EXTRACT:
━━━━━━

Compounding Equity Screen: Tested on 14 Exchanges, Five Beat Their Local Benchmarks
We backtested the Compounding Equity Screen across 14 exchanges worldwide from 2000 to 2025. Five markets outperform their local benchmarks (UK, Switzerland, Sweden, Canada, Japan). Only the UK also beats the S&P 500. The results reveal where equity compounding works and where it doesn't.
We ran the Compounding Equity Screen on 14 global exchanges from 2000 to 2025. Five of fourteen markets outperform their local price-return benchmark indices: UK (+8.02% vs FTSE 100), Switzerland (+4.30% vs SMI), Sweden (+4.27% vs OMX 30), Canada (+2.89% vs TSX Composite), and Japan (+2.22% vs Nikkei 225). Only the UK also beats the S&P 500 (total return).
Contents
- Method
- Results by Exchange
- UK: The Strongest Outperformer
- North America: Canada Outperforms TSX, US Trails SPY
- Europe: Three Different Stories
- Asia-Pacific: Japan Outperforms, India and Hong Kong Struggle
- The Pattern
- Run It Yourself
- Backtest
- Takeaway
- References
The UK (London Stock Exchange) delivered 9.24% CAGR with a down capture of 29.2%. The spread between best and worst was 12.8 percentage points of annual return.

━━━━━━

AIM 1: Reproduce the passage of the equity screen report that begins with "Compounding Equity Screen: Tested" and ends with "where it doesn't.", switching "backtested" to "tested".
AIM 2: Pick up the equity screen report after its last sentence and keep writing it.

━━━━━━

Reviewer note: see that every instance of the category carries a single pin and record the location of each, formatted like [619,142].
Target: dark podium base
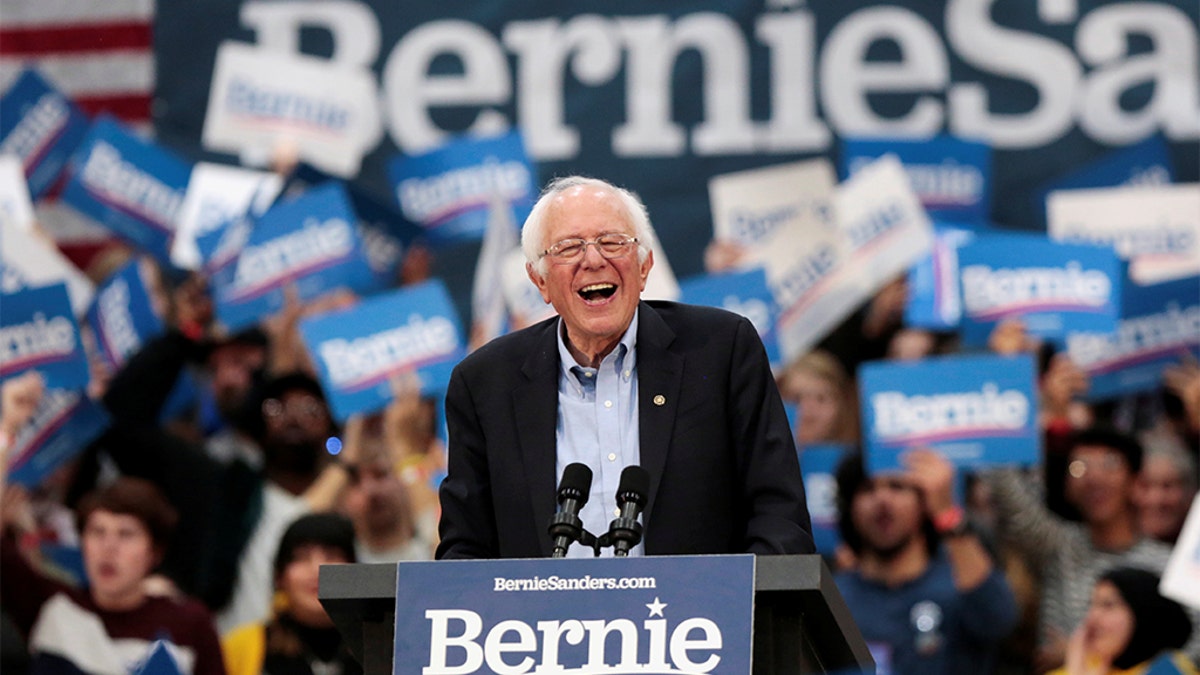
[802,623]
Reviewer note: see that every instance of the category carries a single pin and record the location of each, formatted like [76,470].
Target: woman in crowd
[1127,628]
[300,639]
[819,386]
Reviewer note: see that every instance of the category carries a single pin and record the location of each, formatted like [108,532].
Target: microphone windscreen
[576,482]
[635,484]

━━━━━━

TASK ANSWER 1:
Compounding Equity Screen: Tested on 14 Exchanges, Five Beat Their Local Benchmarks
We tested the Compounding Equity Screen across 14 exchanges worldwide from 2000 to 2025. Five markets outperform their local benchmarks (UK, Switzerland, Sweden, Canada, Japan). Only the UK also beats the S&P 500. The results reveal where equity compounding works and where it doesn't.

TASK ANSWER 2:
Method
Data source: Ceta Research (FMP financial data warehouse) Universe: 14 exchanges (see table below), per-exchange market cap thresholds Period: 2000-2025 (25 annual rebalance periods) Rebalancing: Annual (July), equal weight top 30 by highest equity CAGR Benchmark: Local price-return index per exchange (e.g., FTSE 100 for UK, DAX for Germany). S. Africa falls back to SPY (no local index data in FMP). Note: local indices are price-return only (exclude dividends), while portfolio returns use dividend-adjusted close prices. This may slightly overstate excess returns. Cash rule: Hold cash if fewer than 10 stocks qualify Transaction costs: Size-tiered model per exchange Data quality guards: Entry price > minimum per exchange, single-period return capped at 200%
Financial data uses a 45-day lag from the rebalance date for point-in-time correctness. CAGR capped at 100% to filter hyperinflation artifacts. Turkey (IST) excluded due to lira inflation distorting equity CAGR. Average 64% CAGR in inspection data, rendering the signal meaningless.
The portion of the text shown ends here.